• [Your goal] Copy the records below, substituting "rectangle" for every "bounding box" and leaving all other text untouched.

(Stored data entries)
-- START --
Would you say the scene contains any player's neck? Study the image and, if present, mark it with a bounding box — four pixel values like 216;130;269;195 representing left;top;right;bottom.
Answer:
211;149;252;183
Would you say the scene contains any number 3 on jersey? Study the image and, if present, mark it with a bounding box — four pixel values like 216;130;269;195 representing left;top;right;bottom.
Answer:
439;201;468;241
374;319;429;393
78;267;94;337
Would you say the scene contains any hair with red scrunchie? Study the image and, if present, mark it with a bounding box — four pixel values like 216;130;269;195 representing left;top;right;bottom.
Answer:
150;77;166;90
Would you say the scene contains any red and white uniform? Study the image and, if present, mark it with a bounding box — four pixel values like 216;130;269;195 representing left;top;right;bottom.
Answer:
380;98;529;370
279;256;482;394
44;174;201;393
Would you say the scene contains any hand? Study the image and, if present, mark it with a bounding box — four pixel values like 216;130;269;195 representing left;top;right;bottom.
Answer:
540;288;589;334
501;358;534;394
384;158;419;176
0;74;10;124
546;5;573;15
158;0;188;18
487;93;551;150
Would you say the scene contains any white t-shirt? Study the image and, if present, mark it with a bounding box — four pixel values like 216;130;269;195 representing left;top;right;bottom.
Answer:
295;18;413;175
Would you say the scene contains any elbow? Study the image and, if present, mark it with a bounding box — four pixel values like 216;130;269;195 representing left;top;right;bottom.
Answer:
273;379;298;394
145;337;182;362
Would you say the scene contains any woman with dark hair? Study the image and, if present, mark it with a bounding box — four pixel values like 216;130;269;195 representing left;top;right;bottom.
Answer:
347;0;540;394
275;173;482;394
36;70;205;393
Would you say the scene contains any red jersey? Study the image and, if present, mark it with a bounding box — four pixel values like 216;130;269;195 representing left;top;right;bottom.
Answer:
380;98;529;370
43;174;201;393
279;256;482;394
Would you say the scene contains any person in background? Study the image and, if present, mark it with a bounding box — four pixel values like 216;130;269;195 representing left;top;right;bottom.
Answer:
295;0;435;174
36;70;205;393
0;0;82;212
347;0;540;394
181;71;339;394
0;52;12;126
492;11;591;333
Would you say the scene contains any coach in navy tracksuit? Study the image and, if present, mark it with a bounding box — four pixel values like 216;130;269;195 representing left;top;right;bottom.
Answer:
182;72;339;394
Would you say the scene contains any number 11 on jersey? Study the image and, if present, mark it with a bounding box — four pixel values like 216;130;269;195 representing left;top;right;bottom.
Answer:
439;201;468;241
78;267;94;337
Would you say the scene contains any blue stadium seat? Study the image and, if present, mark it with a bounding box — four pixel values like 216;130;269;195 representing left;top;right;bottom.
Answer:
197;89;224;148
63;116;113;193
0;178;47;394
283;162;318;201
-- END --
• [The response]
Would you say the scene contains any player's neck? Study the image and, if present, mark it with a rectangle — four pixel values like 216;130;269;195 representing left;top;right;bottom.
Answer:
211;149;252;183
Would you say the scene contains any number 3 on jersey? Study the image and, if present, mark it with a rectangle — four pixel values like 216;130;269;195 representing left;top;right;bottom.
Answer:
439;201;468;241
374;319;429;393
78;267;94;337
Would you say the scene contains any hair with red scrunchie? Study the image and, if present, mark it with a rectangle — four pixel values like 216;130;269;195 representing left;top;right;bottom.
Answer:
150;77;166;90
Would you say the scene contains any red and white uniform? Study the image and, if present, mark it with a rectangle — four pixel values like 216;130;269;195 representing left;top;right;bottom.
Answer:
380;98;529;370
279;256;482;394
44;174;201;393
Would you say the scene contains any hand? Study the image and, if present, mark it with a rectangle — four pixel values like 216;130;269;195 representing left;top;right;bottom.
Answer:
540;288;589;334
501;358;534;394
384;158;419;176
0;74;10;124
546;5;573;15
158;0;188;18
487;93;551;150
Would you say the scene contains any white t-shirt? Study the image and, if present, mark it with a rectangle — four pixel values like 216;130;269;195 representing left;top;right;bottom.
Answer:
295;18;413;175
Would you say the scene contains any elbow? Study the image and, if present, mark it with a rectangle — four pixel values like 216;130;269;195 representing left;top;right;bottom.
Answer:
273;379;298;394
145;337;182;362
Would you say the scene contains any woman with dark hair? Study the image and, if present, mark it with a rectangle — four pixel values like 216;130;269;195 representing left;top;right;bottom.
Answer:
347;0;540;394
275;173;482;394
36;70;205;393
Would you say the scene contains any red jersey? Study the image and, if present, mark it with a rectangle — four pixel values like 216;130;269;195 representing left;top;right;bottom.
Answer:
380;98;529;370
43;174;201;393
279;256;482;394
Would you say the scene contains any person in background? Study the image and, if present, mark it with a rectangle — four pixel values like 216;130;269;195 representing left;top;right;bottom.
Answer:
295;0;435;174
36;70;205;393
0;0;82;212
347;0;540;394
181;71;339;394
0;52;12;126
492;11;591;333
Would you say the scene contains any coach in navy tracksuit? Study the image and, if present, mark it with a rectangle — four pixel values like 216;130;269;195 representing left;top;right;bottom.
Answer:
182;72;339;394
Would you say the scene contains any number 11 on jersey? Study the image and, if present, mark it with a rectangle — four pixel values like 216;130;269;195 representing left;top;right;bottom.
Answer:
439;201;468;241
78;267;94;337
Would you say the scene contains any blue stadium seat? Study the image and, if present, mark it with a rectangle — four pixel values like 216;130;269;195 representing left;top;right;bottom.
Answer:
197;89;224;148
63;116;113;193
0;178;47;394
283;162;318;201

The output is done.